## MATERIAL FOR THIS TASK
------------------------

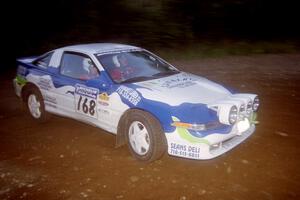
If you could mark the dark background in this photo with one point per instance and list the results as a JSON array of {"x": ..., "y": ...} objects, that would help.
[{"x": 34, "y": 27}]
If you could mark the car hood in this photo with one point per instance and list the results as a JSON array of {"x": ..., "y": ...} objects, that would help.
[{"x": 182, "y": 88}]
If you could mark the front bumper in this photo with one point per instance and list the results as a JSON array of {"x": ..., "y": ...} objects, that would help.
[{"x": 208, "y": 147}]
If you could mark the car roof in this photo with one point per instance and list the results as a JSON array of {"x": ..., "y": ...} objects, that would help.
[{"x": 96, "y": 48}]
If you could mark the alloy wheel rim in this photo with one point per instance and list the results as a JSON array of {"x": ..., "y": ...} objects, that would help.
[
  {"x": 139, "y": 138},
  {"x": 34, "y": 106}
]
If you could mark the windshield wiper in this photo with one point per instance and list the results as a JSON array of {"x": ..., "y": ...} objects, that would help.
[
  {"x": 137, "y": 79},
  {"x": 166, "y": 73}
]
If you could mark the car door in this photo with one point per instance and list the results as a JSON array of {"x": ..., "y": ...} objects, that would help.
[{"x": 75, "y": 99}]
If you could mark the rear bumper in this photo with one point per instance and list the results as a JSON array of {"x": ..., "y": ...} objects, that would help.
[{"x": 17, "y": 87}]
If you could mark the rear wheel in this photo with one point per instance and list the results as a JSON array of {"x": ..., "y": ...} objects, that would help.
[
  {"x": 35, "y": 104},
  {"x": 145, "y": 136}
]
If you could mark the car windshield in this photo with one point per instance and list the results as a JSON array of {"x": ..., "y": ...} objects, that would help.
[{"x": 135, "y": 66}]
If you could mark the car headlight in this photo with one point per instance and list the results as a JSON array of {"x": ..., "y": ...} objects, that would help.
[
  {"x": 242, "y": 108},
  {"x": 255, "y": 104},
  {"x": 233, "y": 114}
]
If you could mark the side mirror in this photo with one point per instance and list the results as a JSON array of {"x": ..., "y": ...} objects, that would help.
[
  {"x": 53, "y": 70},
  {"x": 97, "y": 83}
]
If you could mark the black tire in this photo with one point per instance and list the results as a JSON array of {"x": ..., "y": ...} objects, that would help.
[
  {"x": 33, "y": 94},
  {"x": 154, "y": 139}
]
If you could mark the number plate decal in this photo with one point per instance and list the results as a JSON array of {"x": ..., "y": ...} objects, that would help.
[{"x": 85, "y": 100}]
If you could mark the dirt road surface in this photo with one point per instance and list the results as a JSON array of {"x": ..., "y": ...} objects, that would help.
[{"x": 66, "y": 159}]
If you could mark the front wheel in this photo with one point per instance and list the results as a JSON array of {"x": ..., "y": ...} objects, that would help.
[
  {"x": 35, "y": 105},
  {"x": 145, "y": 136}
]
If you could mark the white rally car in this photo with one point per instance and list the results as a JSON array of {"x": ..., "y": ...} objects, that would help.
[{"x": 139, "y": 97}]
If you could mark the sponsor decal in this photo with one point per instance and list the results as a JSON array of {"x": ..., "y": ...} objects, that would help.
[
  {"x": 130, "y": 94},
  {"x": 21, "y": 80},
  {"x": 103, "y": 103},
  {"x": 85, "y": 100},
  {"x": 103, "y": 111},
  {"x": 50, "y": 99},
  {"x": 86, "y": 91},
  {"x": 22, "y": 70},
  {"x": 104, "y": 96},
  {"x": 185, "y": 150},
  {"x": 185, "y": 134},
  {"x": 45, "y": 84},
  {"x": 179, "y": 82}
]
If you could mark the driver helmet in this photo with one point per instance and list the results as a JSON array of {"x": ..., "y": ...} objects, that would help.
[
  {"x": 120, "y": 60},
  {"x": 87, "y": 63}
]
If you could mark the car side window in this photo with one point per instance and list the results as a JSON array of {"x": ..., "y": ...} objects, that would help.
[
  {"x": 78, "y": 66},
  {"x": 44, "y": 61}
]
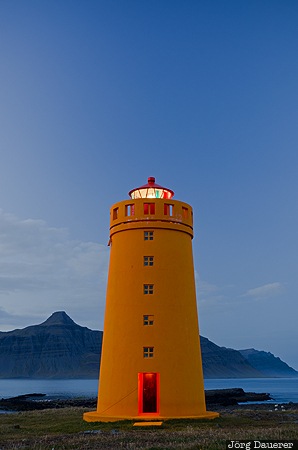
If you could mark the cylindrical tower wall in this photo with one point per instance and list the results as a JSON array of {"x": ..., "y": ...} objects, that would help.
[{"x": 161, "y": 230}]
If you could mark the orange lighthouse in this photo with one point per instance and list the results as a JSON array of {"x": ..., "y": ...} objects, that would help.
[{"x": 151, "y": 365}]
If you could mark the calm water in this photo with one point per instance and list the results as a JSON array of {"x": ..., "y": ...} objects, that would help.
[{"x": 283, "y": 390}]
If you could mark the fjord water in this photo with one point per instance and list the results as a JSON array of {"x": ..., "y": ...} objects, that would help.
[{"x": 282, "y": 390}]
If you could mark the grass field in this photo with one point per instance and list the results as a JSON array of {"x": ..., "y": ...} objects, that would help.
[{"x": 64, "y": 429}]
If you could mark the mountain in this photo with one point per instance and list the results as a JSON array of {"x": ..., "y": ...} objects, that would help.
[
  {"x": 267, "y": 363},
  {"x": 221, "y": 362},
  {"x": 59, "y": 348}
]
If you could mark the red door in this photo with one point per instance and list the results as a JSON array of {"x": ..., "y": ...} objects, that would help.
[{"x": 148, "y": 393}]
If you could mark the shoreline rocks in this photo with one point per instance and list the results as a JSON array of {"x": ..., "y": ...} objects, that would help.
[{"x": 38, "y": 401}]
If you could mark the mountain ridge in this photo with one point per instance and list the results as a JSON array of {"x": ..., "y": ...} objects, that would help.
[{"x": 60, "y": 348}]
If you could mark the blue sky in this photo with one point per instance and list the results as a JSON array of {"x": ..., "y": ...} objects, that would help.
[{"x": 96, "y": 96}]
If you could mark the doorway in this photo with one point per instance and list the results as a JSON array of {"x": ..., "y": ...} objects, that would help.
[{"x": 148, "y": 393}]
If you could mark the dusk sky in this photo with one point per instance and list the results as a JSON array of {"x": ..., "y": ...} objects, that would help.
[{"x": 95, "y": 96}]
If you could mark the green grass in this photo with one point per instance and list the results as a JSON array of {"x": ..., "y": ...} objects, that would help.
[{"x": 63, "y": 429}]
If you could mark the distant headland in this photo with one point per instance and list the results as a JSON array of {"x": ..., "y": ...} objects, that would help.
[{"x": 60, "y": 348}]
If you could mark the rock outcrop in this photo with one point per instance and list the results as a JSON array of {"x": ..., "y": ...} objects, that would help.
[
  {"x": 267, "y": 363},
  {"x": 59, "y": 348}
]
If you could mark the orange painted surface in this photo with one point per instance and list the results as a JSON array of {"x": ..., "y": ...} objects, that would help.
[{"x": 172, "y": 329}]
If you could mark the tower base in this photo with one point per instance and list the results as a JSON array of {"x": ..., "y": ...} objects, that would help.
[{"x": 95, "y": 416}]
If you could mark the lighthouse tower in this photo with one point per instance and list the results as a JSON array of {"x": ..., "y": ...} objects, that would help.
[{"x": 151, "y": 365}]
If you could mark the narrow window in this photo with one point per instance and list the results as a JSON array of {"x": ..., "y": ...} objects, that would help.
[
  {"x": 115, "y": 213},
  {"x": 148, "y": 352},
  {"x": 184, "y": 212},
  {"x": 130, "y": 210},
  {"x": 168, "y": 209},
  {"x": 148, "y": 289},
  {"x": 148, "y": 260},
  {"x": 148, "y": 235},
  {"x": 148, "y": 320},
  {"x": 149, "y": 208}
]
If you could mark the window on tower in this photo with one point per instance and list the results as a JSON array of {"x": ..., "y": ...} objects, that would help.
[
  {"x": 149, "y": 208},
  {"x": 148, "y": 320},
  {"x": 115, "y": 213},
  {"x": 168, "y": 209},
  {"x": 148, "y": 289},
  {"x": 148, "y": 260},
  {"x": 148, "y": 352},
  {"x": 148, "y": 235},
  {"x": 184, "y": 212}
]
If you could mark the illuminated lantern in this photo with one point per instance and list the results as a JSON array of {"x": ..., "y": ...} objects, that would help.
[{"x": 151, "y": 365}]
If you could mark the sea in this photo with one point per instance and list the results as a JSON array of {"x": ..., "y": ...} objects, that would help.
[{"x": 282, "y": 390}]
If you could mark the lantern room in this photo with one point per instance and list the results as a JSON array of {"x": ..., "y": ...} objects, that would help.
[{"x": 151, "y": 190}]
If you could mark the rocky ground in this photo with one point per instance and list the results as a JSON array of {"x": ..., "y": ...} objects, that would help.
[{"x": 35, "y": 401}]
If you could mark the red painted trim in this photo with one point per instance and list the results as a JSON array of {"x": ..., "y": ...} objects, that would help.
[{"x": 140, "y": 394}]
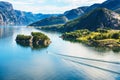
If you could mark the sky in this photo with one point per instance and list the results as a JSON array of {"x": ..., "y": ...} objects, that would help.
[{"x": 50, "y": 6}]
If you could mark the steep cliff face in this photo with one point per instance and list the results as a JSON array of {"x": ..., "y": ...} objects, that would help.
[
  {"x": 7, "y": 14},
  {"x": 50, "y": 21},
  {"x": 71, "y": 14},
  {"x": 98, "y": 18}
]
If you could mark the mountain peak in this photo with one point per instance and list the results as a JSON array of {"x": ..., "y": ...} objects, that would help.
[{"x": 98, "y": 18}]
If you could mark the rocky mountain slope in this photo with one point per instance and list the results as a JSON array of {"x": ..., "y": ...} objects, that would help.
[
  {"x": 109, "y": 4},
  {"x": 98, "y": 18},
  {"x": 50, "y": 21},
  {"x": 9, "y": 16}
]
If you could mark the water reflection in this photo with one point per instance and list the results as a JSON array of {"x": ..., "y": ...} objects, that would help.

------------------------

## TASK REQUIREMENTS
Set down only the lines running from the line with "If you could mark the sea" to the end of the entries, inclusive; omit every picture.

## FINAL RESULT
If you could mark the sea in this photo with one point per instance and list the results as a JSON array of {"x": ..., "y": ...} objects, that would help.
[{"x": 282, "y": 390}]
If you could mark the lantern room in this photo with one point per instance and list the results as a JSON array of {"x": ..., "y": ...} objects, that would help.
[{"x": 151, "y": 190}]
If you could mark the rocky ground in this photo with one point per instance and list the results as a JSON array of {"x": ..., "y": ...} objects, that would help.
[{"x": 35, "y": 401}]
If you could mark the red painted trim in this photo with one point per instance and list the results as a JSON array of {"x": ..., "y": ...} objects, that would help.
[{"x": 140, "y": 394}]
If you could mark the sky in this photo with one point per instance and list the results as a JSON array of {"x": ..., "y": ...} objects, that would help.
[{"x": 50, "y": 6}]
If you could mark the steep cliff face in this photo with one point per instance and list the results as a JSON array of {"x": ..., "y": ...} objects, that would help.
[
  {"x": 7, "y": 14},
  {"x": 50, "y": 21},
  {"x": 71, "y": 14},
  {"x": 98, "y": 18}
]
If you could mark the mountain peak in this photo with one point per instance and list the results as a JSON array of {"x": ..., "y": ...} objects, that would help.
[{"x": 98, "y": 18}]
If you could mark the rocky mountain slope in this photo with one point per instance and list the results as a JSON array of {"x": ..., "y": ...} objects, that would help.
[
  {"x": 109, "y": 4},
  {"x": 98, "y": 18},
  {"x": 50, "y": 21},
  {"x": 9, "y": 16}
]
If you could mark the water reflection in this photo with one point per instance and list the results as a JSON array of {"x": ..., "y": ...} objects, that would help.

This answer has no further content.